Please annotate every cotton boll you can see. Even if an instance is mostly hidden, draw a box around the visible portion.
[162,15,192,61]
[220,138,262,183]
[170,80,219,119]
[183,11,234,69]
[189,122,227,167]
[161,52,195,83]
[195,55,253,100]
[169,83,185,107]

****************

Requirements:
Format the entries above as a JSON list of strings, with one string for each line and no blank lines.

Answer to the exercise:
[
  "Please annotate every cotton boll you can see. Even if an instance is mostly hidden, draw a box around the visible portion.",
  "[162,15,192,61]",
  "[220,138,262,183]",
  "[170,80,219,119]",
  "[183,11,234,69]",
  "[189,122,227,167]",
  "[161,52,195,83]",
  "[195,55,253,100]",
  "[169,83,185,107]"
]